START Document text
When Kindness Wears Blood-Soaked Gauze

Benjamin

In the list of desired character traits, kindness often falls near the bottom, sharing the same line with "nice." My friend, Jon Heller, blows that thought right out of the water, with his story today on kindness. Jon and his wife, Layne, and three young girls, serve the sick and dying in their home, Casa Ahava, in Mozambique, Africa, a country with only two oncologists for the population of 25 million.

Please welcome Jon to the blog today as we continue the conversation on kindness.

I am really not sure what Benjamin was thinking that Christmas morning as he joined my wife, my three daughters and I at the oncology ward of the only hospital in Mozambique with any treatment for cancer. Benjamin and I laughed as we stuck our hands into the cooler filled with melted ice water and soft drinks, both of us pulling our hands out of the biting cold and shaking/flexing them in the heat of the Mozambican summer after pulling only one or two cans out. We eventually filled the little cold bag Benjamin held with about 15 or 20 cans and joined my wife and kids who held small cloth bags filled with mangos and walked up the stairs and into the cancer ward.
END Document text
START Data under study
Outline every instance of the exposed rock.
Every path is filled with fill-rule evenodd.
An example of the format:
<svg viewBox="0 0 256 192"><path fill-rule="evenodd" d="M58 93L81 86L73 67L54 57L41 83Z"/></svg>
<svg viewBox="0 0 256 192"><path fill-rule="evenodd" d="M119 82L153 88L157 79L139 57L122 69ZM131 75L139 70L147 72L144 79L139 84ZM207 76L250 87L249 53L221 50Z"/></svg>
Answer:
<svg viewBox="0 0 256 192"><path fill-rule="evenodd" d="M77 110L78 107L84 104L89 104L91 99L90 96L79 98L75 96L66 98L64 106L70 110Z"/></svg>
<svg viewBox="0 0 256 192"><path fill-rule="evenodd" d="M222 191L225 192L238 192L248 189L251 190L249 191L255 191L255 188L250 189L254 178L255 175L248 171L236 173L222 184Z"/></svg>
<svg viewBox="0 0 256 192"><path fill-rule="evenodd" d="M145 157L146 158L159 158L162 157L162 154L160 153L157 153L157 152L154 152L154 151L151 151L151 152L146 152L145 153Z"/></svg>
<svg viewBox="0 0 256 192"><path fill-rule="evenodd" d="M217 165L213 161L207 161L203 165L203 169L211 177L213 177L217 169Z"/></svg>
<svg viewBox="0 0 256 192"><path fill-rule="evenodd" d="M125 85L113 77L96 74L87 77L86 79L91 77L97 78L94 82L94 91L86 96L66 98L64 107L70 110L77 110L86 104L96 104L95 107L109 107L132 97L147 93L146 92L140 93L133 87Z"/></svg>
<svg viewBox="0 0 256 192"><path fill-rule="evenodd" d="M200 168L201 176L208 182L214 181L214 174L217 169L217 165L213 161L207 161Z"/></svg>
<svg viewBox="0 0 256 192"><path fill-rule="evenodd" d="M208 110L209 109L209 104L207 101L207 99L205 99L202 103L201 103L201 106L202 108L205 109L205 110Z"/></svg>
END Data under study
Write out the blog post about kindness word for word from "In the list" to "conversation on kindness.". Rely only on the blog post about kindness for this work.

Answer to this exercise ▸
In the list of desired character traits, kindness often falls near the bottom, sharing the same line with "nice." My friend, Jon Heller, blows that thought right out of the water, with his story today on kindness. Jon and his wife, Layne, and three young girls, serve the sick and dying in their home, Casa Ahava, in Mozambique, Africa, a country with only two oncologists for the population of 25 million.

Please welcome Jon to the blog today as we continue the conversation on kindness.